Wypisz bez żadnych zmian fragment danych, który zaczyna się od pierwszego wiersza, a kończy na wierszu zawierającym "(281, 1018)". Oba te wiersze też mają się w nim znaleźć.

::::::::

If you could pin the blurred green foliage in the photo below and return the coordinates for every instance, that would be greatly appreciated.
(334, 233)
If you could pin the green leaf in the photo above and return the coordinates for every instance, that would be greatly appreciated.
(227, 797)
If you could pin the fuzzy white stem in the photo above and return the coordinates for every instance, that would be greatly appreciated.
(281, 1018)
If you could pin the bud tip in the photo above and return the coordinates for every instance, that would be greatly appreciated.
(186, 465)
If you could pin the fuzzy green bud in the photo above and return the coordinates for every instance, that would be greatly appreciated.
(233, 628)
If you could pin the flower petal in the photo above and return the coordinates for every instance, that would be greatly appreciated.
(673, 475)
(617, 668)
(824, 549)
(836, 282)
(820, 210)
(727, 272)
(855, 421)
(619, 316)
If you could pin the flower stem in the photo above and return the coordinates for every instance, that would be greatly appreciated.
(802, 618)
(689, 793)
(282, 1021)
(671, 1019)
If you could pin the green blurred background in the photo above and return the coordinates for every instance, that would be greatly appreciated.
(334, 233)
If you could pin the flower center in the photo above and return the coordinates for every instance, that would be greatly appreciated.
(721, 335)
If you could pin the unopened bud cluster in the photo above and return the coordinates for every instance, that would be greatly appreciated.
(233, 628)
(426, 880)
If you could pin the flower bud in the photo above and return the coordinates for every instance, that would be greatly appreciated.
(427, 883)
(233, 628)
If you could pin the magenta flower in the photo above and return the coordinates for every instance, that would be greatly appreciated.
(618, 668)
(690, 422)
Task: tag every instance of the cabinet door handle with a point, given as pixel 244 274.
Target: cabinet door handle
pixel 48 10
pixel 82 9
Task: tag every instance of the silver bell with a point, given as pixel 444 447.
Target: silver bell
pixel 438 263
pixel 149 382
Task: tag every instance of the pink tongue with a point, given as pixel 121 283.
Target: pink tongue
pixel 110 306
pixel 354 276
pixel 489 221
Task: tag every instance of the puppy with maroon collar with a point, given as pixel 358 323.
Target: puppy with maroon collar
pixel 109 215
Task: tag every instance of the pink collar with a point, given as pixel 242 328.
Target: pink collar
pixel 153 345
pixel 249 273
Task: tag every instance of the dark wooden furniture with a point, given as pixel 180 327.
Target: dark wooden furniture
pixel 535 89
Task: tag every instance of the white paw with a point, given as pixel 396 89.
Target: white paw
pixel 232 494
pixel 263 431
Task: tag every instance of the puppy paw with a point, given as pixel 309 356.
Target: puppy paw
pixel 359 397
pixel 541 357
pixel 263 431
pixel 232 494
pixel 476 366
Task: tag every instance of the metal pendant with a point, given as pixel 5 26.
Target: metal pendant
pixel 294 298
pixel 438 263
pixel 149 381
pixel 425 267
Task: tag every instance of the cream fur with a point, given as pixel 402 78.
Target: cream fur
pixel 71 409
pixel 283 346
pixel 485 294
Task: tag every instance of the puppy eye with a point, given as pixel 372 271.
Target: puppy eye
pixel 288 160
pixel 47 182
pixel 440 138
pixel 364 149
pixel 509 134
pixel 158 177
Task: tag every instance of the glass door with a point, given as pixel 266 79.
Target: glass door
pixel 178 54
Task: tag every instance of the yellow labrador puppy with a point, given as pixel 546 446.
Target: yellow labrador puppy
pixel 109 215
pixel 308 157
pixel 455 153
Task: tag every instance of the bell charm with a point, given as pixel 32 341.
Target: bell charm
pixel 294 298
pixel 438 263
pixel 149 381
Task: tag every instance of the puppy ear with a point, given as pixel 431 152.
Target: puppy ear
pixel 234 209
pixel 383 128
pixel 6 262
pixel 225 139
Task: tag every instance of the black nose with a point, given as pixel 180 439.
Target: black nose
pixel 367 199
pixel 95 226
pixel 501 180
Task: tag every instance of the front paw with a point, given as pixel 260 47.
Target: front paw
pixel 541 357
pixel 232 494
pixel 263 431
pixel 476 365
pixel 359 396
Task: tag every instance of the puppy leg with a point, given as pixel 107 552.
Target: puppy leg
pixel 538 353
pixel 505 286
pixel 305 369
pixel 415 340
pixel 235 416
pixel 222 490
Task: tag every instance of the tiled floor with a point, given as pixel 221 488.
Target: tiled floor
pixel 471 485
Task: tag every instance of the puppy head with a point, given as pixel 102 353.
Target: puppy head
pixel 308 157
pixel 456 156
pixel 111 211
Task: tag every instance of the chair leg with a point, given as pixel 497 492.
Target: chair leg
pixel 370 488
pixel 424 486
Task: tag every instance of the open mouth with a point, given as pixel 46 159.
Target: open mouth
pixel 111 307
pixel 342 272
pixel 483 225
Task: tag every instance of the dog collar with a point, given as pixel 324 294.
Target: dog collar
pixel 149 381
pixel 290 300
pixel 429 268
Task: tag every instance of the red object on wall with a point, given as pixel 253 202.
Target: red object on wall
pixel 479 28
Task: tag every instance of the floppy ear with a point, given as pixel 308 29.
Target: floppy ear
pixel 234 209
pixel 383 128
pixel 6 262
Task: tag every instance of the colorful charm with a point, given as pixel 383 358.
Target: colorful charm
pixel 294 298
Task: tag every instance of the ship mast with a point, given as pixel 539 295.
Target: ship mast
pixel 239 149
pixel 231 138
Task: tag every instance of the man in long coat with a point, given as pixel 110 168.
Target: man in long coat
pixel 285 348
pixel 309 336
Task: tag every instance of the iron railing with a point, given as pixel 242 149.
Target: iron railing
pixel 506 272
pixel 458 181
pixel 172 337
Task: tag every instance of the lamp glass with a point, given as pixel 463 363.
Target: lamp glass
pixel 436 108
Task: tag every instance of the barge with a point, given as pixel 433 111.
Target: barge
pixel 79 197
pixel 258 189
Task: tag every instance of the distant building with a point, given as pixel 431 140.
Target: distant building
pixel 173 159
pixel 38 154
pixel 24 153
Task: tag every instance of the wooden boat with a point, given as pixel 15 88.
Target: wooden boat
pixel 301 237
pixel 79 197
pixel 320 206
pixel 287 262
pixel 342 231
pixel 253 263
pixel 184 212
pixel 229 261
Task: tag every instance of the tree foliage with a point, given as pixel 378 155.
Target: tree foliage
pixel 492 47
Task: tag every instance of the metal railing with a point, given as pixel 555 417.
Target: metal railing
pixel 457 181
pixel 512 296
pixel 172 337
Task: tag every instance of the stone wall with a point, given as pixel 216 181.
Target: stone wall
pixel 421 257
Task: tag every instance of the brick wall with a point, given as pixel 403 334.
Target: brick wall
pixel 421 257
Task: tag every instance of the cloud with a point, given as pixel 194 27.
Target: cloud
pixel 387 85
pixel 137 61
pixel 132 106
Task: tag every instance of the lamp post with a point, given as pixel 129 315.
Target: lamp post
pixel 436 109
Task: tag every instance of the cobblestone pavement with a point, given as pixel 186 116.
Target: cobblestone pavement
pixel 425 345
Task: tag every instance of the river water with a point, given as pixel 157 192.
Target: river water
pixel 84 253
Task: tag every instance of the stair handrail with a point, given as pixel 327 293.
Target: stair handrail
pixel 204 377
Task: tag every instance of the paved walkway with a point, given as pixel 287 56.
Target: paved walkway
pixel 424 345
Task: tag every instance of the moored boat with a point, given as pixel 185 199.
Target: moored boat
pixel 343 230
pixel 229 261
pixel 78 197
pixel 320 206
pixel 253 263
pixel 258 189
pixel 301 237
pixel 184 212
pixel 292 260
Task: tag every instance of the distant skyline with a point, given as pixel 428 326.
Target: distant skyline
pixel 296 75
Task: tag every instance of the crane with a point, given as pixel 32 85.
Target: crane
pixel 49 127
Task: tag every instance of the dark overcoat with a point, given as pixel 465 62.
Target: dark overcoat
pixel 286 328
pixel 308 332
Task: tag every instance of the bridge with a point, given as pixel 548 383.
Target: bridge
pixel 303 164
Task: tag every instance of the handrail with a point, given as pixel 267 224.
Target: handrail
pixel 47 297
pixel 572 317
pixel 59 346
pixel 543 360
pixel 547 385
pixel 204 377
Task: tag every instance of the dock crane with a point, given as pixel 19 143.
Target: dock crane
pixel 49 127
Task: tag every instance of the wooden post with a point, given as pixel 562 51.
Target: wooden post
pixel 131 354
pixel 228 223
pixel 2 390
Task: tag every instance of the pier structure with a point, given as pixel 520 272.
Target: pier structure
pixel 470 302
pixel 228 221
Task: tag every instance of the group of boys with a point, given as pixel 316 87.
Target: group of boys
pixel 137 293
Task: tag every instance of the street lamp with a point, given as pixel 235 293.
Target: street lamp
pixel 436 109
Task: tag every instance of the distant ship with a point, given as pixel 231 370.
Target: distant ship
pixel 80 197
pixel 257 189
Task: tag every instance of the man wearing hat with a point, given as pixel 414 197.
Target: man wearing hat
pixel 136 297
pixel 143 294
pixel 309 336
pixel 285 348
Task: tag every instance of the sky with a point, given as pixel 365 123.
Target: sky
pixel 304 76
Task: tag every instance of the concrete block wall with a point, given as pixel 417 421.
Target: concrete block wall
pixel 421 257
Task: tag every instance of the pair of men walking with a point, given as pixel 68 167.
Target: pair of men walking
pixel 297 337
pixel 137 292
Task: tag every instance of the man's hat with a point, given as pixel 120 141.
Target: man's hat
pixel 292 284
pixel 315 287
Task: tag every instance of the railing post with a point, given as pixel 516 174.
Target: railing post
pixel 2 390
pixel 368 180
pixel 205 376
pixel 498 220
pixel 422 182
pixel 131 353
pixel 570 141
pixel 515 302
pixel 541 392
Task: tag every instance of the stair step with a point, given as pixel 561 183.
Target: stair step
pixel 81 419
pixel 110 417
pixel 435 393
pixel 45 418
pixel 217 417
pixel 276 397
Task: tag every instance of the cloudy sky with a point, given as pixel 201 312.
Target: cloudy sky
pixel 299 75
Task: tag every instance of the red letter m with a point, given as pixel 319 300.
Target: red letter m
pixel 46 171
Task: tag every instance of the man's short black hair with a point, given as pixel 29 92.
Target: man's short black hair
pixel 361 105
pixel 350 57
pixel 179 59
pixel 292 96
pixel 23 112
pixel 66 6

::::::::

#### POPRAWNY WYNIK:
If you could pin the blurred green foliage in the photo below and return the coordinates for every instance, that would be greatly appreciated.
(334, 233)
If you could pin the green leaf in the photo above and return the coordinates for every instance, that would be greatly appreciated.
(227, 797)
If you could pin the fuzzy white stem in the photo above and return the coordinates for every instance, that would be greatly appreciated.
(281, 1018)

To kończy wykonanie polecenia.